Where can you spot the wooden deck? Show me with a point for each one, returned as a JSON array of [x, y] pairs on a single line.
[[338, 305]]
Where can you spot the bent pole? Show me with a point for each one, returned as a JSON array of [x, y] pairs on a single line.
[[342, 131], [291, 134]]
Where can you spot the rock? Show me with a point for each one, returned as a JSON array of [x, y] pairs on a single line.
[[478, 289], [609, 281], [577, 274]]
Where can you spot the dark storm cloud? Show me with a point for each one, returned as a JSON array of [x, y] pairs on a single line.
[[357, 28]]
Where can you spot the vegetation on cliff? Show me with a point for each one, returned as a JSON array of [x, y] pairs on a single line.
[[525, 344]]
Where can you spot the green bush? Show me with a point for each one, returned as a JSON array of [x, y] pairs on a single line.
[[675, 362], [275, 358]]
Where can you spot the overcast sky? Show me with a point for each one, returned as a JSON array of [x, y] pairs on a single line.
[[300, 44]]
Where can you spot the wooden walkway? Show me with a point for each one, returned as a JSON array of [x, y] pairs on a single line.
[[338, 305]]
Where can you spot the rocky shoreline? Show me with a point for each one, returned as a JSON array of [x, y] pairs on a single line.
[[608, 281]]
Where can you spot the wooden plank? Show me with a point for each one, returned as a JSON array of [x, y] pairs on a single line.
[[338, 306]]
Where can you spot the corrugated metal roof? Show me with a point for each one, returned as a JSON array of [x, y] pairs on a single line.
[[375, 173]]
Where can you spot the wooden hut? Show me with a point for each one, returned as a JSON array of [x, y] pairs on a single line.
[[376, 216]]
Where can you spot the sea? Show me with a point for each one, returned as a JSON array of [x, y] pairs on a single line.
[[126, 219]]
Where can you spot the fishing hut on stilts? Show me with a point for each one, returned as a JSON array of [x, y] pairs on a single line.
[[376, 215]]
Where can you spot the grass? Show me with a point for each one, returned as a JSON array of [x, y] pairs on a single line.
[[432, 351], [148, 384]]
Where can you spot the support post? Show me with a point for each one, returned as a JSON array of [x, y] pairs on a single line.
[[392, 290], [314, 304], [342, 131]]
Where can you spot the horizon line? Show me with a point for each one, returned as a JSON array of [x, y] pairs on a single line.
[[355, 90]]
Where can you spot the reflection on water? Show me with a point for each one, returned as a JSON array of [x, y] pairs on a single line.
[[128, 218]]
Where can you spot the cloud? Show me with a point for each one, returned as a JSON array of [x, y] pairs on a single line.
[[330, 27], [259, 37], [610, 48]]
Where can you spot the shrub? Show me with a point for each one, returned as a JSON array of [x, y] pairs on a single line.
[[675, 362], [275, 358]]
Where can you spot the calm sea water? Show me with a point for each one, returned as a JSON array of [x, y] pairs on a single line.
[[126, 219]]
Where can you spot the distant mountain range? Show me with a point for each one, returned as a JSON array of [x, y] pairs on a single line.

++++++

■ **WHAT TO WORK ON**: Can you copy out all of the records above word for word, leaving every line unchanged?

■ **RESULT OF THE TASK**:
Where can you spot the wooden deck? Show me with a point for each one, returned as a JSON array of [x, y] pairs on a single line.
[[338, 305]]
Where can you spot the bent pole? Show me with a point for each one, returned as a JSON array of [x, y] pairs on a single line.
[[342, 131], [291, 134]]
Where can you spot the rock? Show me with a point for each one, returned as a JSON array of [x, y] pairs on a single line.
[[478, 289], [609, 281], [577, 274]]
Where can you spot the dark storm cloud? Show me with a point for each one, returned as a JSON array of [x, y] pairs on a single line.
[[357, 28]]
Where can you spot the vegetation on cliff? Show me with a point for each one, returned as a JSON array of [x, y] pairs on a single line.
[[525, 344]]
Where can you spot the green bush? Show me with a point for each one, returned as a JSON array of [x, y] pairs on a single line.
[[675, 362], [275, 358]]
Where can you spot the overcast sky? Show me with a point for each one, returned as a JSON array of [x, y] pairs on a single line.
[[300, 44]]
Where can you spot the wooden walkway? Show me with a point for each one, returned as a JSON array of [x, y] pairs on a single line.
[[338, 305]]
Where can you spot the rocky shoreline? Show me with a point for each one, returned as a JSON array of [x, y] pairs on a single line.
[[608, 281]]
Where can you spot the wooden plank? Show me with a point for each one, returned as a JSON array of [x, y] pairs on a single line.
[[338, 306]]
Where can you spot the corrugated metal roof? Show me with a point for each one, returned as a JSON array of [x, y] pairs on a single line.
[[375, 173]]
Where can you spot the wooden hut? Show me with a point for each one, returned as a JSON array of [x, y] pairs on a single line.
[[376, 216]]
Where can you spot the sea? Show me with a point for each one, returned as a JSON array of [x, y] pairs on a single line.
[[126, 219]]
Where can you spot the fishing hut on stilts? Show me with a point for each one, returned as a JSON array of [x, y] pairs on a single line.
[[376, 215]]
Where can you spot the grass? Show me with a point for each one, returned as a JSON array of [x, y] pairs on a single line.
[[432, 351], [148, 384]]
Where can you spot the support post? Show me with a point for each one, returned as a JSON array of [x, y] pairs on a single line.
[[392, 290], [314, 304], [342, 131]]
Where can you spot the horizon line? Show me with a point for each one, returned as a JSON array of [x, y] pairs on a single line.
[[355, 90]]
Where can you spot the reflection on water? Show me with a point for each one, returned as a JSON array of [x, y] pairs on a single line.
[[128, 218]]
Where can you spot the cloud? Show me with a point for each one, returned as a JSON array of [x, y] pairs on a single line.
[[330, 27], [259, 37], [610, 48]]
Where can you spot the shrub? Show me with a point for each one, returned as a JSON array of [x, y] pairs on a single line.
[[675, 362], [275, 358]]
Where can you spot the calm sea water? Show me with a point for each one, returned as a JSON array of [x, y] pairs on a single line.
[[126, 219]]
Where can you spot the distant mountain range? Show me with a point for each one, returned as a JSON array of [x, y] pairs on a single line.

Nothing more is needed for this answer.